=== INSTRUCTIONS FOR THE TASK ===
Each image should be skipped while the records are restated word for word.

=== INPUT FOR THIS TASK ===
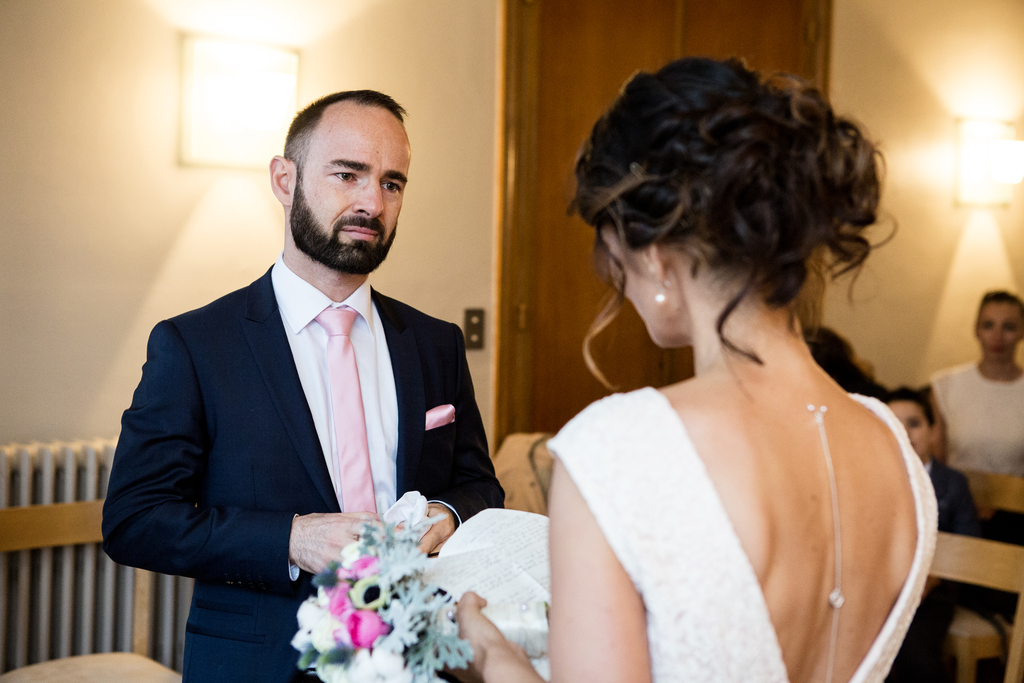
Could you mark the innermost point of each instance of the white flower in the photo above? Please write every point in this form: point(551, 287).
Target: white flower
point(360, 669)
point(309, 613)
point(378, 667)
point(349, 554)
point(390, 667)
point(323, 633)
point(333, 674)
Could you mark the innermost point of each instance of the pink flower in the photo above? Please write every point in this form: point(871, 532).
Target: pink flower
point(340, 604)
point(365, 627)
point(365, 566)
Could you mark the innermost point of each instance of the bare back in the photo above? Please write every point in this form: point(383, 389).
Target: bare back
point(763, 452)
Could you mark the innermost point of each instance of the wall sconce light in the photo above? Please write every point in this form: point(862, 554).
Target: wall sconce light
point(238, 100)
point(990, 162)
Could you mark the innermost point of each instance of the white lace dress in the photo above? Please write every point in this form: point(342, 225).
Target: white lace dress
point(707, 617)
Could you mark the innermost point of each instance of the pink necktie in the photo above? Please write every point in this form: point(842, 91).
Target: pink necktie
point(355, 482)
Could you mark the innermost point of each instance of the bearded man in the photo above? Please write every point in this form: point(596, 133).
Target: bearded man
point(256, 445)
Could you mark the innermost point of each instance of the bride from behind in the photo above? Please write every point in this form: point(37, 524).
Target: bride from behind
point(755, 522)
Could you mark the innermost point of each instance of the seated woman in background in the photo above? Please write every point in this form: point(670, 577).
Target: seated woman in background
point(980, 406)
point(920, 659)
point(755, 523)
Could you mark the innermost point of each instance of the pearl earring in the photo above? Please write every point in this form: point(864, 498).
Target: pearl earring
point(659, 297)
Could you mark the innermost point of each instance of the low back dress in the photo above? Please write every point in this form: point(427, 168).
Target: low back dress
point(633, 461)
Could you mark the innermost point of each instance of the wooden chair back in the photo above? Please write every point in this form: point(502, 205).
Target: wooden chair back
point(57, 524)
point(992, 564)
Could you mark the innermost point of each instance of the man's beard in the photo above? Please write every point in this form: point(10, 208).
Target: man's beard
point(358, 257)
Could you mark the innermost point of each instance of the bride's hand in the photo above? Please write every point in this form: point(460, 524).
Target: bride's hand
point(484, 637)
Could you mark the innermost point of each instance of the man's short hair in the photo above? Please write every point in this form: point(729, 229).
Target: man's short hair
point(305, 121)
point(1000, 296)
point(920, 396)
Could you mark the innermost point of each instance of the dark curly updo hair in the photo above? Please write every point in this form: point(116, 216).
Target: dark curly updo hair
point(755, 177)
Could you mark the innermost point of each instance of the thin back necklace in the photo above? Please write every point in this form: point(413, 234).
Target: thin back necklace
point(836, 598)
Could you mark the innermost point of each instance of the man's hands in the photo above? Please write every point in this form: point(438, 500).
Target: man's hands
point(317, 539)
point(440, 530)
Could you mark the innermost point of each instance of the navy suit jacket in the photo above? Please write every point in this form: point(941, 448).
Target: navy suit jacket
point(218, 453)
point(956, 511)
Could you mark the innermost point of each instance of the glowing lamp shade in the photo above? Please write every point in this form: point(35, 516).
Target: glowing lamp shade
point(1008, 161)
point(238, 99)
point(990, 161)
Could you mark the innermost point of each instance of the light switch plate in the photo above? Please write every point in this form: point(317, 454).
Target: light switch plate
point(473, 328)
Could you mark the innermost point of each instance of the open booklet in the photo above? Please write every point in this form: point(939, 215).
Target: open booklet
point(502, 555)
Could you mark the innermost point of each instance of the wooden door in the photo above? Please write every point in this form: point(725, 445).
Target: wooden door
point(565, 60)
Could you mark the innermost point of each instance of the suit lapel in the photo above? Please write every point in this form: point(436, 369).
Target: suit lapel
point(409, 387)
point(265, 333)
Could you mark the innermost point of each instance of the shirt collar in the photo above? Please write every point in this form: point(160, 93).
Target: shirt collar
point(300, 302)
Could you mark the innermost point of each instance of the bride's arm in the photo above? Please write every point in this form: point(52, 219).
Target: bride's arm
point(598, 621)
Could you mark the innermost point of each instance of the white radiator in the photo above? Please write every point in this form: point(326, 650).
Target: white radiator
point(55, 602)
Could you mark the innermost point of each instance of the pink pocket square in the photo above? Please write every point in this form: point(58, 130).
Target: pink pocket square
point(440, 416)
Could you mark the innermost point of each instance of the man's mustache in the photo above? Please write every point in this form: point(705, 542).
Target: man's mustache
point(375, 224)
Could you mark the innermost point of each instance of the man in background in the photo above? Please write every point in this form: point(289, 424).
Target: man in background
point(269, 425)
point(920, 658)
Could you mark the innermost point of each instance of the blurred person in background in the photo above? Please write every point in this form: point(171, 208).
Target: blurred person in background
point(980, 406)
point(920, 658)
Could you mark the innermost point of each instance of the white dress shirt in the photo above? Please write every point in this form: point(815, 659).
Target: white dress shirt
point(300, 303)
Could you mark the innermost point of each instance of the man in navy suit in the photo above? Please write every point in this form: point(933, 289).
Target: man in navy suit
point(920, 658)
point(225, 468)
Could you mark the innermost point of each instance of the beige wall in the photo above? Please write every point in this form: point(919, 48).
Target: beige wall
point(102, 233)
point(908, 69)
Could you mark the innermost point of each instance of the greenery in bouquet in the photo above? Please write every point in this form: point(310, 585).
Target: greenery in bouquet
point(373, 619)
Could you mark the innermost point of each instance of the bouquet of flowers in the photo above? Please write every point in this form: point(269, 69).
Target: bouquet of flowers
point(373, 620)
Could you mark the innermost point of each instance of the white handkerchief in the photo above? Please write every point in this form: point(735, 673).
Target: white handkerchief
point(409, 510)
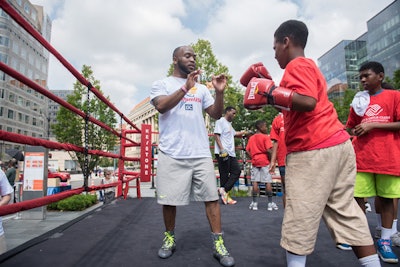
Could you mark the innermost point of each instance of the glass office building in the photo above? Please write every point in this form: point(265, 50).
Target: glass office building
point(23, 110)
point(384, 38)
point(380, 43)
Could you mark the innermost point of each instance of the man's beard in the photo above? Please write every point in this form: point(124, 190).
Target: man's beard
point(183, 69)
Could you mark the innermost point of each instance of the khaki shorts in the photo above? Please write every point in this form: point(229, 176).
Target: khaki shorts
point(371, 184)
point(319, 184)
point(261, 174)
point(179, 181)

=== WORKED SOLUTION ===
Could you mark the innermost point of each instance of the white flower in the photo above? Please write every point in this form: point(551, 287).
Target: white flower
point(360, 669)
point(309, 613)
point(378, 667)
point(349, 554)
point(390, 667)
point(323, 633)
point(333, 674)
Could you mark the innermost point of each instance of the pink flower in the photo above? Please write every point in this form: point(871, 532).
Target: pink flower
point(340, 604)
point(365, 627)
point(365, 566)
Could you mark the innermost point of each instance of the bare back in the photo above? Please write every point in this form: point(383, 389).
Target: bare back
point(763, 452)
Could you mark the innermost point of each instance of the wall sconce light in the photo above? Please write every point in this form: point(862, 554).
Target: wall sconce light
point(238, 100)
point(990, 162)
Could you mark the innermost point of each instance of the white lace dress in the photo above? Please write every point in this form: point(342, 225).
Target: white lace dress
point(707, 617)
Could you mark the innermost point of each instance of the pink necktie in the photo above? Please write every point in this form: point(842, 91).
Target: pink necktie
point(355, 482)
Could you mark the innermost point of each instance of the bearded man in the photo above? Please write every point in this form: point(596, 133).
Target: bearded man
point(256, 445)
Could you mark the innermost point of each instance of the bride from behind in the photo above? Please write every point in this form: point(37, 524).
Target: bride from behind
point(755, 522)
Could you mark the innermost point of each instance of the seated woman in background in the photo above? Please write every point in this form: point(670, 577).
Target: seated woman in background
point(980, 406)
point(920, 659)
point(755, 523)
Could you mark the innermost point of each instance of the pearl earring in the photo above? Please write every point in this form: point(864, 498).
Target: pearl earring
point(659, 297)
Could you mark the innermost point of each instance of the low back dress in the photo above? Please write every point in this form: point(427, 168).
Target: low back dress
point(633, 461)
Could you mark the innermost point of each instance of the wooden chair back in the photo above? Please write every point in this form: point(502, 205).
Target: wooden chair back
point(57, 524)
point(992, 564)
Could you mark the innermost point of each instance of the man's beard in the photo above? Please write every point in this form: point(10, 208).
Target: man's beard
point(358, 257)
Could you mark the innermost point of each instance of the bride's hand in the photo above? Please write every point in this form: point(460, 524).
Target: bride's hand
point(484, 637)
Could you mark the innermost point of each instance of the man's short hair in the photo above? Please write every point in this form: point(729, 229).
Target: man's short hair
point(305, 121)
point(1000, 296)
point(920, 396)
Could you mark the innermost point of each instance of the dark curly updo hair in the photo above? Please write every point in this form: point(116, 216).
Target: dark curly updo hair
point(755, 177)
Could you mark the innermost point of each instance of the thin back necklace in the photo above? Please write every point in this form: point(413, 234).
Target: thin back necklace
point(836, 598)
Could you mark the innermost point of each instance of the man's hands in the photo above? Please write every point in this form: point(438, 500).
Target: man's hands
point(317, 539)
point(440, 530)
Could you mark the innermost point of each instance of the navy suit jacket in the photo above? Please write every point in this form: point(941, 448).
Target: navy suit jacket
point(218, 453)
point(956, 511)
Could you mark the innermost point of each instance of the glowing lamp shade in the photo above? Please write every point in this form: point(35, 516).
Target: glowing lamp shade
point(1008, 161)
point(238, 99)
point(990, 161)
Could you mark the innermost point of each instance of the light switch plate in the photo above? Please write every point in this form: point(317, 454).
Target: light switch plate
point(473, 328)
Could you mark the innermost point of each instance of the open booklet in the photo above? Please write every point in this form: point(939, 215).
Target: open booklet
point(502, 555)
Could you mark the innermost point of each instance of the wooden door in the photo above? Please write every point in this form: point(725, 445).
Target: wooden door
point(565, 60)
Could you mark the innermost point of each instance of the suit lapel in the photo above? Please write every point in this form: point(436, 369).
Target: suit lapel
point(409, 387)
point(265, 333)
Could you mark the innermost point of each instance of the shirt collar in the photo above? Please write every point in this form: point(160, 93).
Target: shirt collar
point(300, 302)
Could you mark the innermost point of each instance of the bride's arm in the photo above? Please write every point in this form: point(52, 219).
Target: bride's arm
point(598, 621)
Could you mark the innermost point of each instance of the white radiator in the photo above? Please write every point in this form: point(326, 650).
Target: white radiator
point(55, 602)
Could you mark the innermost point of each instance of the pink pocket square in the photo above? Please write every point in this form: point(58, 130).
Target: pink pocket square
point(440, 416)
Could you mark the innermost point of each instance of the man's mustache in the photo above? Please write every point in this form: point(705, 542).
Target: man's mustache
point(375, 224)
Could you mark the innermost point of each instance of the man in background in the photo above? Please write every point in this form: point(289, 424).
Target: man in background
point(269, 425)
point(920, 658)
Could you mark the innermost point of each instance of the blurred person in background in the photo above? Please write every point in this form: point(171, 208).
Target: blurred person in background
point(980, 406)
point(920, 658)
Could you mark the innermost point of each instance of the white dress shirt in the photo above? Please write every point in this form: point(815, 659).
Target: white dress shirt
point(300, 303)
Could you mark the innermost point of each instance of the man in navy suit in the photo above? Please write every point in this form: point(933, 289).
Target: man in navy suit
point(920, 658)
point(225, 468)
Could you mark the innermost point of each instance of the beige wall in the photo above? Please write every point in this form: point(919, 48).
Target: beige wall
point(102, 233)
point(908, 69)
Could you mark the innermost point of each instance of the greenery in bouquet in the photo above? Please write every point in this form: point(310, 585).
Target: greenery in bouquet
point(373, 619)
Could you mark the innermost point of each instance of the bouquet of flowers in the photo above? Please write every point in this form: point(269, 69).
Target: bouquet of flowers
point(373, 620)
Could you mark the innermost point of each instance of the white handkerchief in the photo above? Please write every point in this form: point(735, 673).
Target: white handkerchief
point(409, 510)
Could you mark the innermost point of each instance of the glass office building in the photo above? Please write every point in this form: point(265, 50).
Target: glass office building
point(23, 110)
point(384, 38)
point(380, 43)
Could you mark the innermost point of each instance of the man's beard in the photo above? Please write every point in this form: point(124, 190).
Target: man's beard
point(183, 69)
Could you mark the innermost point of each instance of the khaki shorts in the photo above? Please write every point in this form: point(229, 176).
Target: khaki shorts
point(371, 184)
point(319, 184)
point(261, 174)
point(179, 181)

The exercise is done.